How to customize trainer.test

I am working on a classification problem.

Currently, if I run trainer.test, it gives me nothing printed out even if verbose == True. I am not sure what functions test call to run.

I want to have accuracy, mean accuracy over each class, and a confusion matrix for my test set. I know how to implement these functions. However, I am not sure where should I implement them.

Hey, have a look at the metrics API: https://pytorch-lightning.readthedocs.io/en/latest/metrics.html

These results can be given automatically if you log them using the self.log function as explained above! Also supported is generating a confusion matrix: https://pytorch-lightning.readthedocs.io/en/latest/metrics.html#confusion-matrix-func

If implemented in the validation/test step these are auto-aggregated for you at the end of an epoch. Let me know if this helps!

Many thanks. I am currently using these kind of APIs, like accuracy in my train and validation.

However, it is confused to me, where should I implement them for testing?

Dear xinqi,

Thanks for using Pytorch Lightning !

Would you mind sharing a sample of your code ?

I would say you could do something like that

def __init__(self):
    ...
    self.train_acc = pl.metrics.Accuracy()
    self.valid_acc = pl.metrics.Accuracy()

def training_step(self, batch, batch_idx):
    logits = self(x)
    ...
    self.train_acc(logits, y)
    self.log('train_acc', self.train_acc, on_step=True, on_epoch=False)

def validation_step(self, batch, batch_idx):
    logits = self(x)
    ...
    self.valid_acc(logits, y)
    self.log('valid_acc', self.valid_acc, on_step=True, on_epoch=True)

Thank you so much.

Please let me re-describe my question in another way. If we call trainer.test(model), I will test my model on my test set. I am not sure what are the functions it called, and where should I implement the related customized test.

For your advice, you have train and validation. I will attach the piece of code below. Please confirm if you are seeing test and validation calls the exact same functions.

def __init__(self,
             encoder_model,
             batch_size,
             num_samples,
             warmup_epochs=10,
             lr=1e-4,
             opt_weight_decay=1e-6,
             loss_temperature=0.5,
             **kwargs):
   
    super().__init__()
    self.encoder_model = encoder_model
    self.save_hyperparameters()
    self.entropy_loss = nn.CrossEntropyLoss()
    self.nt_xent_loss = nt_xent_loss
    self.encoder = self.init_encoder()

    # h -> || -> z
    self.projection = Projection(output_dim=7)
    #nn.Linear(self.hidden_dim, 7, bias=False)

    # Accuracy
    self.acc = pl.metrics.Accuracy()
def training_step(self, batch, batch_idx):
    loss, acc = self.shared_step(batch, batch_idx)

    self.log('train_loss', loss, on_epoch=True)
    self.log('train_acc', acc, on_epoch=True)
    return loss

def validation_step(self, batch, batch_idx):
    loss, acc = self.shared_step(batch, batch_idx)

    self.log('avg_val_loss', loss)
    self.log('avg_val_acc', acc)
    return loss

 def shared_step(self, batch, batch_idx):
    (img1, img2), y = batch

    # ENCODE
    # encode -> representations
    # (b, 3, 32, 32) -> (b, 2048, 2, 2)
    h1 = self.encoder_model(img1)
    #h2 = self.encoder(img2)

    # the bolts resnets return a list of feature maps
    if isinstance(h1, list):
        h1 = h1[-1]
        #h2 = h2[-1]

    # PROJECT
    # img -> E -> h -> || -> z
    # (b, 2048, 2, 2) -> (b, 128)
    z1 = self.projection(h1)

    loss = self.entropy_loss(z1, y.cuda())
    acc = self.acc(z1, y.cuda())

    return loss, acc

You need to define test_step + test_dataloader for trainer.test() to take effect

1 Like

Thanks. This is the spot answer

- - - - -

▶ [Brief A]:
According to the forum thread about trainer.test, what must be defined for trainer.test() to take effect?
The forum thread and the rows come from unrelated sources.

[Dataset rows]

- - - - -

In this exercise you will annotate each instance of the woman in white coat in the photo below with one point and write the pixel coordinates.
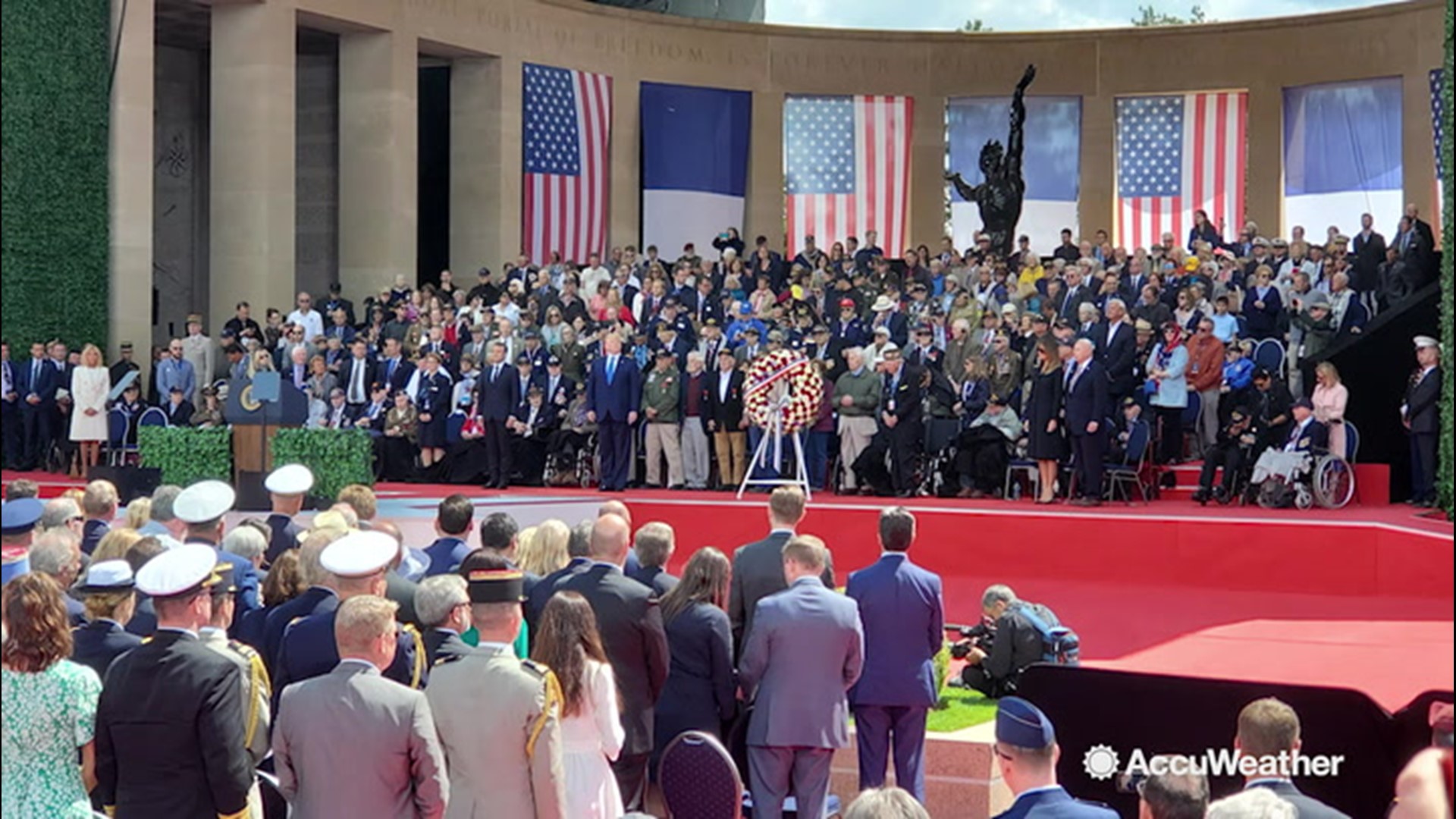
(91, 385)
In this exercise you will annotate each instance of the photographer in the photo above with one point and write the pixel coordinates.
(998, 653)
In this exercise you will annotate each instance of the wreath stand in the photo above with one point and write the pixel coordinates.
(774, 431)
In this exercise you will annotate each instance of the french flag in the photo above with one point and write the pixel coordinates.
(695, 164)
(1052, 164)
(1343, 155)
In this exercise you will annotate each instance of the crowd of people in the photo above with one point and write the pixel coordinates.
(165, 664)
(1049, 357)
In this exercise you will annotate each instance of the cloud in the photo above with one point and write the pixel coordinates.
(1031, 15)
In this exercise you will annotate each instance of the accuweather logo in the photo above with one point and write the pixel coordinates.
(1104, 763)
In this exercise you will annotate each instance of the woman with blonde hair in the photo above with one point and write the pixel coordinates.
(91, 385)
(49, 707)
(1329, 400)
(542, 550)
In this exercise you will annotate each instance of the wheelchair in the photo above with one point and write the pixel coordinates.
(576, 468)
(1305, 480)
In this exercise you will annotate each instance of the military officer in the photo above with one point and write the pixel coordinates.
(202, 507)
(661, 395)
(254, 676)
(169, 720)
(1027, 752)
(359, 563)
(18, 519)
(287, 485)
(111, 599)
(504, 761)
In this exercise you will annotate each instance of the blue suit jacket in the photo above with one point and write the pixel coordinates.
(443, 554)
(804, 651)
(903, 618)
(615, 401)
(1055, 805)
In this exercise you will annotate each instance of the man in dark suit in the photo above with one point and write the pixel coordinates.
(758, 569)
(635, 643)
(453, 521)
(805, 651)
(1087, 413)
(171, 719)
(1117, 350)
(500, 395)
(1269, 730)
(443, 607)
(1369, 246)
(900, 419)
(654, 547)
(613, 398)
(903, 617)
(1027, 754)
(36, 385)
(1421, 416)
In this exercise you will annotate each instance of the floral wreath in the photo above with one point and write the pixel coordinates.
(764, 384)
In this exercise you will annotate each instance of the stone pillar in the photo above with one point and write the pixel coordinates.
(928, 215)
(625, 219)
(379, 168)
(131, 168)
(253, 158)
(1097, 188)
(764, 193)
(1264, 177)
(485, 165)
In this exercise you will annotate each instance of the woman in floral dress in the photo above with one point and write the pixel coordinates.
(49, 708)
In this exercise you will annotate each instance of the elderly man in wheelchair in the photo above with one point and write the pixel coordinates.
(1286, 472)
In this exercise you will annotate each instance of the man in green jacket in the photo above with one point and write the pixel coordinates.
(856, 395)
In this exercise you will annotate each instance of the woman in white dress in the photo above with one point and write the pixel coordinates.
(91, 385)
(592, 732)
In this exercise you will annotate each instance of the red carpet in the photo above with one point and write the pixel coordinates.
(1357, 598)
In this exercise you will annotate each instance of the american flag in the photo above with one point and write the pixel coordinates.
(566, 120)
(846, 169)
(1177, 155)
(1439, 136)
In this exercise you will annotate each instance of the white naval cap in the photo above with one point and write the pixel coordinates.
(359, 554)
(202, 502)
(291, 480)
(178, 572)
(107, 576)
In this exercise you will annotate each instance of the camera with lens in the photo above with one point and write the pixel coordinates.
(979, 635)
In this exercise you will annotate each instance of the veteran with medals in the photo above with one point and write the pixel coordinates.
(498, 716)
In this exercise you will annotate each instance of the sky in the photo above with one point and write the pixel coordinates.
(1027, 15)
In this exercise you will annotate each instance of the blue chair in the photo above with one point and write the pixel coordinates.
(699, 779)
(1270, 354)
(153, 417)
(1128, 472)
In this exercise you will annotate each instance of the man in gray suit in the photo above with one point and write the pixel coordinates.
(804, 653)
(354, 744)
(758, 569)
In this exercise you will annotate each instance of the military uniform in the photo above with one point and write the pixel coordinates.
(171, 716)
(661, 398)
(506, 758)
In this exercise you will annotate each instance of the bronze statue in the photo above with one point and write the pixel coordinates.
(1001, 194)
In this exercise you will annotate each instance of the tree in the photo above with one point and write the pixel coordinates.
(1150, 17)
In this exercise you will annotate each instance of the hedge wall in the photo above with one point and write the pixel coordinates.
(1448, 452)
(55, 66)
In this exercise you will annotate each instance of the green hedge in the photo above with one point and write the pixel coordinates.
(337, 458)
(55, 71)
(188, 455)
(1446, 485)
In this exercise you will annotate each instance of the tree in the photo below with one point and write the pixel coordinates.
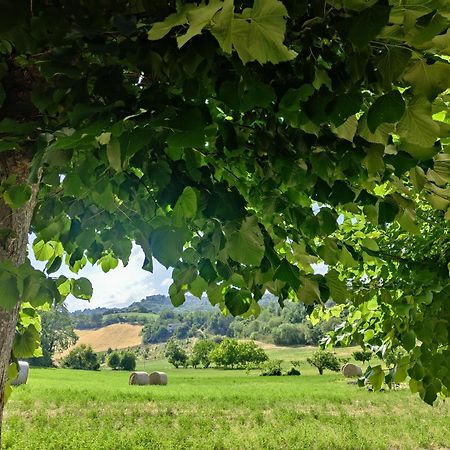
(175, 353)
(322, 360)
(228, 152)
(232, 353)
(288, 334)
(362, 355)
(128, 361)
(82, 357)
(200, 352)
(114, 360)
(57, 334)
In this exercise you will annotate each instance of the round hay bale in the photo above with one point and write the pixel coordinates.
(351, 370)
(22, 376)
(139, 378)
(158, 378)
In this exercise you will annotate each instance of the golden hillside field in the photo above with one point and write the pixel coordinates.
(115, 336)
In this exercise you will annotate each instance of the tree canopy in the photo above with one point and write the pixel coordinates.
(238, 142)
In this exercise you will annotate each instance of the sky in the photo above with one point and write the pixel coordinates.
(124, 285)
(119, 287)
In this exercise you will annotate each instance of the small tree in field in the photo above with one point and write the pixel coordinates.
(82, 357)
(128, 361)
(114, 360)
(175, 353)
(201, 351)
(322, 360)
(362, 356)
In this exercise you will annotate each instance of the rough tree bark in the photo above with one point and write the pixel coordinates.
(14, 249)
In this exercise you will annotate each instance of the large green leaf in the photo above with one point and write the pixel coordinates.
(167, 244)
(417, 127)
(246, 245)
(368, 24)
(388, 108)
(259, 35)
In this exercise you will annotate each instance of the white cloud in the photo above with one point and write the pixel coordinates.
(118, 287)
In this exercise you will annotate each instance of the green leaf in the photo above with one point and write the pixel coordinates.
(222, 26)
(246, 246)
(113, 153)
(338, 289)
(43, 251)
(408, 340)
(238, 301)
(198, 18)
(186, 205)
(288, 273)
(388, 108)
(376, 378)
(368, 24)
(160, 29)
(16, 196)
(82, 288)
(417, 127)
(428, 79)
(259, 35)
(167, 245)
(9, 291)
(309, 291)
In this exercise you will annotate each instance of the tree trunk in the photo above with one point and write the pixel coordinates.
(13, 248)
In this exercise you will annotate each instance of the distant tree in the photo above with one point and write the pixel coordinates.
(128, 361)
(200, 352)
(322, 359)
(362, 356)
(57, 334)
(114, 360)
(232, 353)
(82, 357)
(175, 353)
(288, 334)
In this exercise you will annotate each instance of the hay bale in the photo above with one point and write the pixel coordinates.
(139, 378)
(159, 378)
(351, 370)
(22, 376)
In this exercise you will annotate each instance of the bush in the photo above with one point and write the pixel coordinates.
(231, 353)
(288, 334)
(175, 353)
(271, 368)
(201, 351)
(295, 368)
(362, 355)
(82, 357)
(114, 360)
(324, 360)
(128, 361)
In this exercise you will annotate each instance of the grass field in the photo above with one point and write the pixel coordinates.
(217, 409)
(115, 336)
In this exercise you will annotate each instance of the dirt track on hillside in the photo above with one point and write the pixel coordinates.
(115, 336)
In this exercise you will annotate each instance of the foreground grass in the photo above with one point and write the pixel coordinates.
(216, 409)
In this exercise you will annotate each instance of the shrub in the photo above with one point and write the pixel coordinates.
(175, 353)
(362, 356)
(271, 368)
(82, 357)
(201, 351)
(114, 360)
(231, 353)
(324, 360)
(295, 368)
(128, 361)
(288, 334)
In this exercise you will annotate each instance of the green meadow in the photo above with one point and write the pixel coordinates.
(217, 409)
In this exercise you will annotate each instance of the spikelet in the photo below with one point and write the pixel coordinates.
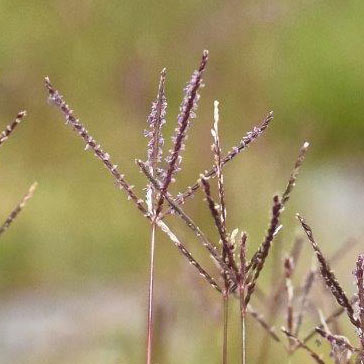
(181, 247)
(263, 323)
(294, 174)
(302, 345)
(244, 143)
(264, 248)
(227, 247)
(4, 135)
(329, 276)
(187, 113)
(155, 121)
(189, 222)
(338, 341)
(57, 99)
(359, 277)
(13, 215)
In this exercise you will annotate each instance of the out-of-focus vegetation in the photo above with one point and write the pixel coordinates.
(79, 237)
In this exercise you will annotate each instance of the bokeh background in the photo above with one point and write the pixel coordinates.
(74, 266)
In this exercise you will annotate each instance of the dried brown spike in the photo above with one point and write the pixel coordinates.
(189, 222)
(294, 174)
(261, 320)
(227, 248)
(244, 143)
(187, 112)
(13, 215)
(156, 120)
(264, 248)
(359, 276)
(57, 99)
(331, 318)
(10, 128)
(329, 276)
(302, 345)
(181, 247)
(288, 272)
(336, 340)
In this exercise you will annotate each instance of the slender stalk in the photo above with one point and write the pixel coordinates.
(225, 300)
(242, 322)
(151, 297)
(242, 295)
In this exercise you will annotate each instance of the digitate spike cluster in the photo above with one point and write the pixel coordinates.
(238, 276)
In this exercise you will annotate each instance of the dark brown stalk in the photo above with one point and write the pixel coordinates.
(307, 285)
(13, 215)
(187, 112)
(57, 99)
(260, 319)
(311, 275)
(331, 318)
(181, 247)
(301, 344)
(156, 120)
(329, 276)
(218, 223)
(189, 222)
(288, 272)
(10, 128)
(242, 277)
(359, 276)
(251, 136)
(225, 302)
(276, 298)
(151, 296)
(264, 249)
(336, 340)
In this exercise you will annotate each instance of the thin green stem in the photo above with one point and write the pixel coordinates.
(242, 321)
(225, 299)
(151, 296)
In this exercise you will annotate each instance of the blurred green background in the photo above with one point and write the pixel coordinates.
(74, 266)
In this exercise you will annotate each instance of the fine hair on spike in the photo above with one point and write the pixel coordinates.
(189, 222)
(187, 112)
(301, 344)
(264, 249)
(4, 135)
(329, 276)
(294, 174)
(14, 214)
(218, 223)
(57, 99)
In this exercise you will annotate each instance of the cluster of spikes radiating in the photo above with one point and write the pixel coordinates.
(238, 274)
(4, 136)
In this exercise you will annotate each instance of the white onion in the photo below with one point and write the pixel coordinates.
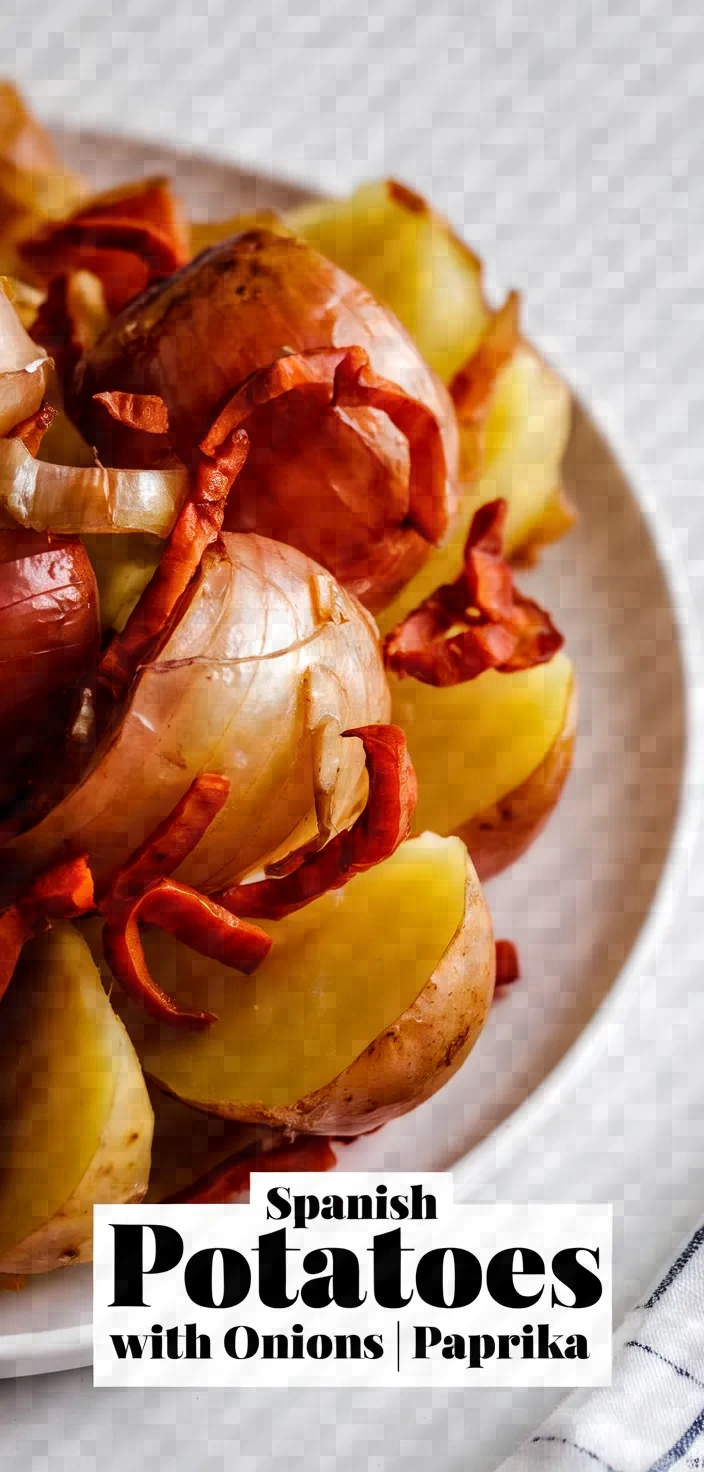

- - - - -

▶ [Brief B]:
Duplicate the rows from the line that contains "In this exercise you will annotate each instance of the fine" through the end of the rows. Leave out the pictures.

▶ [Written answer A]:
You need to define test_step and test_dataloader.

▶ [Written answer B]:
In this exercise you will annotate each instance of the fine hair on spike in the photo above with one point and write the pixel coordinates.
(189, 222)
(187, 112)
(301, 344)
(264, 249)
(4, 135)
(329, 276)
(294, 174)
(14, 214)
(218, 223)
(57, 99)
In this exercise you will annotate each instance of the cluster of spikes radiating in the photo above with one point and write the pixel coordinates.
(238, 274)
(4, 136)
In this exercise you will annotate each instance of the white onion in the photo below with one point and write the pixel coordinates.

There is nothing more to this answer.